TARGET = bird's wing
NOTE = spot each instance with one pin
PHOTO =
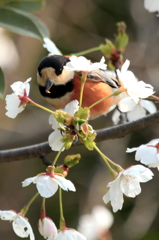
(101, 76)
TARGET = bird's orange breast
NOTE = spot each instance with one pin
(93, 92)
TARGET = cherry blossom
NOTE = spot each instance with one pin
(16, 102)
(21, 226)
(147, 154)
(128, 183)
(47, 184)
(70, 234)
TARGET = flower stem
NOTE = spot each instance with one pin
(43, 210)
(83, 80)
(87, 51)
(153, 97)
(57, 156)
(62, 220)
(111, 95)
(106, 160)
(26, 207)
(39, 106)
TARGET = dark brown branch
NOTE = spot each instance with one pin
(39, 150)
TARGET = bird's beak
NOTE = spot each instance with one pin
(48, 85)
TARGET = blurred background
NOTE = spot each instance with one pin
(76, 26)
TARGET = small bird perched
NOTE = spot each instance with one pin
(60, 86)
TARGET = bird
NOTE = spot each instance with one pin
(60, 86)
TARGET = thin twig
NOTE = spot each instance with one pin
(42, 149)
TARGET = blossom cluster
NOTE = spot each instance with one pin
(70, 125)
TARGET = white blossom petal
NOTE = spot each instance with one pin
(22, 228)
(8, 215)
(46, 186)
(28, 181)
(137, 113)
(128, 183)
(130, 186)
(126, 104)
(149, 106)
(70, 234)
(20, 224)
(72, 107)
(146, 155)
(116, 117)
(64, 183)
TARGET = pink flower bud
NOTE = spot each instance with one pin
(47, 228)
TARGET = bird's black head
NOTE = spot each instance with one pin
(51, 71)
(57, 62)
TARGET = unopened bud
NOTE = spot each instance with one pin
(72, 160)
(47, 228)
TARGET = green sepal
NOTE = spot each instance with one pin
(107, 49)
(63, 117)
(82, 113)
(68, 140)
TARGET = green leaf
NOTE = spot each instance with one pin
(23, 23)
(2, 84)
(26, 5)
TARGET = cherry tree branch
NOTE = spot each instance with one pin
(42, 149)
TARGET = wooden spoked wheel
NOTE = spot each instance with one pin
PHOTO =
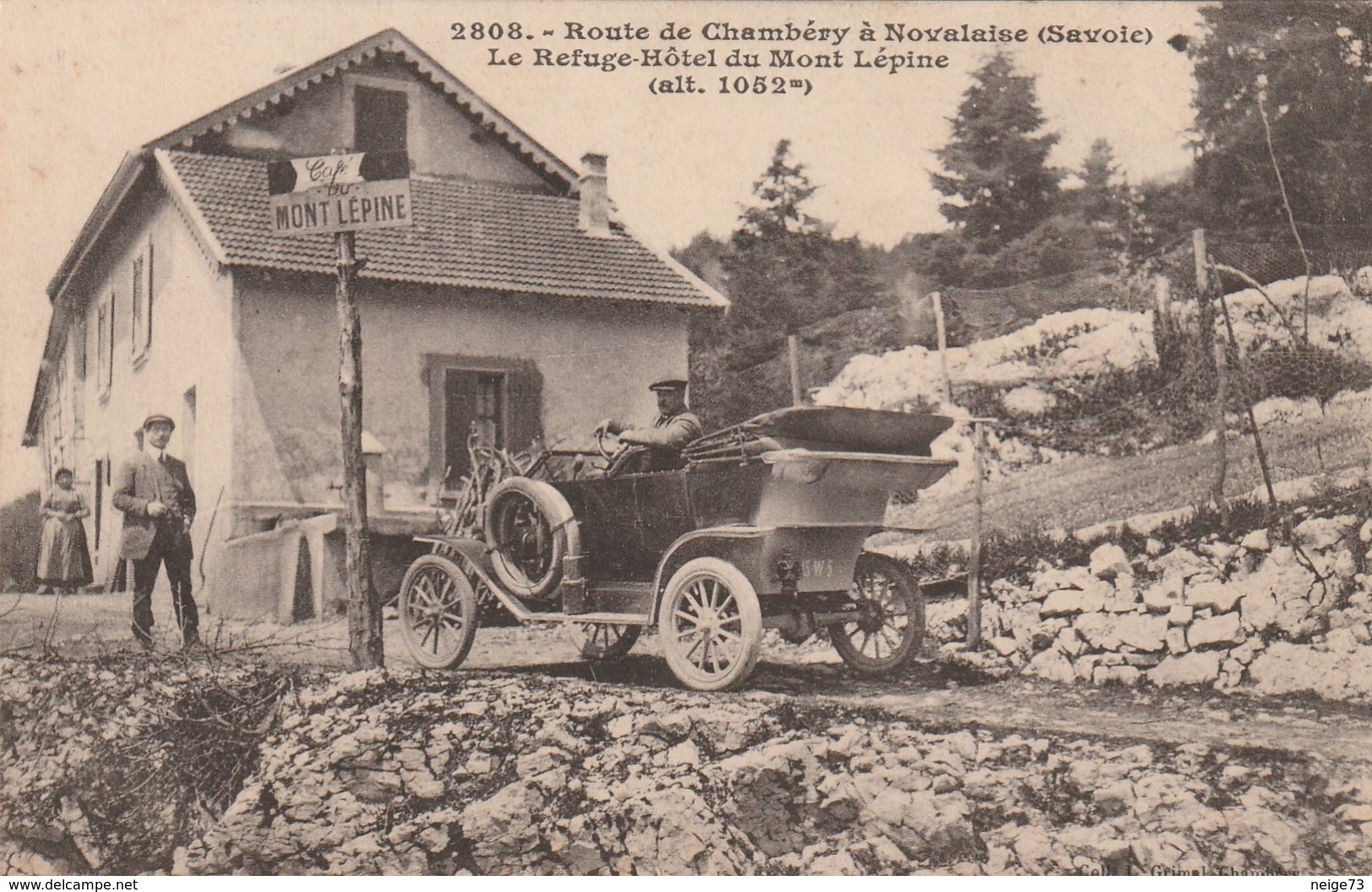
(603, 643)
(888, 628)
(711, 625)
(438, 612)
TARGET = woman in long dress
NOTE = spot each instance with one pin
(63, 559)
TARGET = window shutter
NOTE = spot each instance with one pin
(526, 406)
(460, 409)
(147, 327)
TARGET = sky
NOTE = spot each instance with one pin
(84, 81)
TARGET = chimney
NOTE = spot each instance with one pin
(594, 213)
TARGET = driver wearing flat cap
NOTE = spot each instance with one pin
(675, 427)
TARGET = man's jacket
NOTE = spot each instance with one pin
(142, 481)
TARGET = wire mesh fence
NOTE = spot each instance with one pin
(1250, 384)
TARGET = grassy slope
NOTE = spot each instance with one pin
(1086, 489)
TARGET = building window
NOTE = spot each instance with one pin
(79, 349)
(498, 400)
(140, 313)
(380, 120)
(98, 507)
(105, 345)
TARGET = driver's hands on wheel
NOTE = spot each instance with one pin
(608, 426)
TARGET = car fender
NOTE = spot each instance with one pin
(737, 544)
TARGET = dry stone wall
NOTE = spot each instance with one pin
(1280, 617)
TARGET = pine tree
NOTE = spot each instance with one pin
(781, 191)
(995, 162)
(1102, 198)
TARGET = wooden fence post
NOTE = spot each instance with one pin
(943, 346)
(1222, 457)
(979, 439)
(797, 397)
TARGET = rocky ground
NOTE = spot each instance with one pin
(252, 756)
(121, 764)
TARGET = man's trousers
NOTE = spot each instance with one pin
(179, 574)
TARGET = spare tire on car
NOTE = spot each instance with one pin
(526, 526)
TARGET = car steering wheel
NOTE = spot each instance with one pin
(599, 445)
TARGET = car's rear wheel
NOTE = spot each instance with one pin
(888, 628)
(711, 625)
(438, 612)
(604, 643)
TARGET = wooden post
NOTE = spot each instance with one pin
(943, 346)
(364, 608)
(1253, 419)
(1205, 307)
(797, 397)
(1222, 400)
(979, 439)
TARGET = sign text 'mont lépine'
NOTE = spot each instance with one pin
(339, 193)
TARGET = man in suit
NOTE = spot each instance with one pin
(674, 427)
(158, 505)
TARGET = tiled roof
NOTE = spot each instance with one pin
(529, 150)
(465, 233)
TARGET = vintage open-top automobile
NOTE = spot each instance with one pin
(762, 527)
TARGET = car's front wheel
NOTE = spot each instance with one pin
(437, 612)
(711, 625)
___
** DIRECTIVE **
Leave out the pictures and repeat everything else in the records exactly.

** SOLUTION FOR THIS TASK **
TARGET = bird's wing
NOTE = spot each instance with one pin
PHOTO =
(101, 76)
TARGET = bird's orange breast
NOTE = spot each instance with one pin
(93, 92)
TARGET = cherry blossom
NOTE = spot each instance with one pin
(16, 102)
(21, 226)
(147, 154)
(128, 183)
(47, 184)
(70, 234)
TARGET = flower stem
NOTE = spot each instance with one pin
(43, 210)
(83, 80)
(87, 51)
(153, 97)
(57, 156)
(62, 220)
(111, 95)
(106, 160)
(26, 207)
(39, 106)
TARGET = dark brown branch
NOTE = spot each instance with one pin
(39, 150)
TARGET = bird's beak
NOTE = spot each instance with one pin
(48, 85)
TARGET = blurred background
NOTE = spot each instance with one pin
(76, 26)
TARGET = small bird perched
NOTE = spot each instance with one pin
(60, 86)
TARGET = bird
NOTE = spot each instance with one pin
(60, 86)
TARGET = thin twig
NOTE = spot each instance with one pin
(42, 149)
TARGET = blossom cluster
NOTE = spot each instance with one pin
(70, 125)
TARGET = white blossom petal
NOTE = spot each instance with one pin
(22, 228)
(8, 215)
(46, 186)
(28, 181)
(137, 113)
(128, 183)
(130, 186)
(126, 104)
(149, 106)
(70, 234)
(20, 224)
(72, 107)
(146, 155)
(116, 117)
(64, 183)
TARGET = pink flower bud
NOTE = spot each instance with one pin
(47, 228)
TARGET = bird's black head
NOTE = spot each instance with one pin
(51, 71)
(57, 62)
TARGET = unopened bud
NOTE = spot each instance with one pin
(72, 160)
(47, 228)
TARGET = green sepal
NOTE = spot each instance with one pin
(107, 49)
(63, 117)
(82, 113)
(68, 140)
TARGET = green leaf
NOTE = spot each instance with one pin
(23, 23)
(2, 84)
(26, 5)
TARGET = cherry tree branch
NOTE = spot each instance with one pin
(42, 149)
TARGET = wooden spoked wheel
NOTE = spot each instance with one pin
PHOTO =
(603, 643)
(888, 628)
(711, 625)
(438, 612)
TARGET = woman in long dress
NOTE = spot each instance with one pin
(63, 559)
TARGET = window shutter
NOTE = spot each instance with one pin
(526, 406)
(460, 409)
(147, 327)
TARGET = sky
NOTE = spot each instance with one pin
(84, 81)
TARGET = chimney
NOTE = spot each instance with one pin
(594, 213)
TARGET = driver wearing flat cap
NOTE = spot each instance with one pin
(675, 427)
TARGET = man's jacket
NOTE = spot each instance with one pin
(142, 481)
TARGET = wire mesh fence
NOTE = spot each instance with one pin
(1250, 384)
TARGET = grassy slope
NOTE = spot each instance with one pin
(1086, 489)
TARGET = building window
NOTE = spot each instance with one pin
(79, 349)
(498, 400)
(140, 313)
(380, 120)
(98, 507)
(105, 345)
TARGET = driver's hands on wheel
NOTE = spot each instance with one pin
(608, 426)
TARGET = car fender
NOTE = spot each instance with one pin
(737, 544)
TARGET = dry stone wall
NOTE = spot each instance with one pin
(1280, 617)
TARGET = pine tree
NOTE = spot each instance with one pin
(781, 191)
(995, 162)
(1102, 198)
TARGET = wooden fence post
NOTE = spot each instance with one pin
(943, 346)
(1222, 457)
(979, 439)
(797, 397)
TARGET = rocky ground
NOTE = spot each instance with one pin
(252, 756)
(121, 764)
TARGET = man's trousers
NOTE = spot each instance with one pin
(179, 574)
TARGET = spare tire on car
NOTE = spot each instance with one pin
(526, 526)
TARGET = car steering wheel
NOTE = spot each instance with one pin
(599, 445)
TARGET = car's rear wheel
NOTE = spot each instance with one pin
(888, 628)
(711, 625)
(438, 612)
(604, 643)
TARGET = wooden post
NOTE = spot each instance with one pin
(943, 346)
(364, 608)
(1253, 419)
(1205, 307)
(797, 397)
(1222, 400)
(979, 439)
TARGET = sign text 'mont lépine'
NOTE = spot each instance with one pin
(339, 193)
TARGET = man in suit
NOTE = spot each instance with one pin
(674, 427)
(158, 505)
TARGET = tiled roof
NOTE = spot each instance with one pin
(529, 150)
(465, 233)
TARGET = vintage open-top automobile
NOTE = spot each instance with one pin
(762, 527)
TARGET = car's front wheel
NOTE = spot each instance with one pin
(437, 612)
(711, 625)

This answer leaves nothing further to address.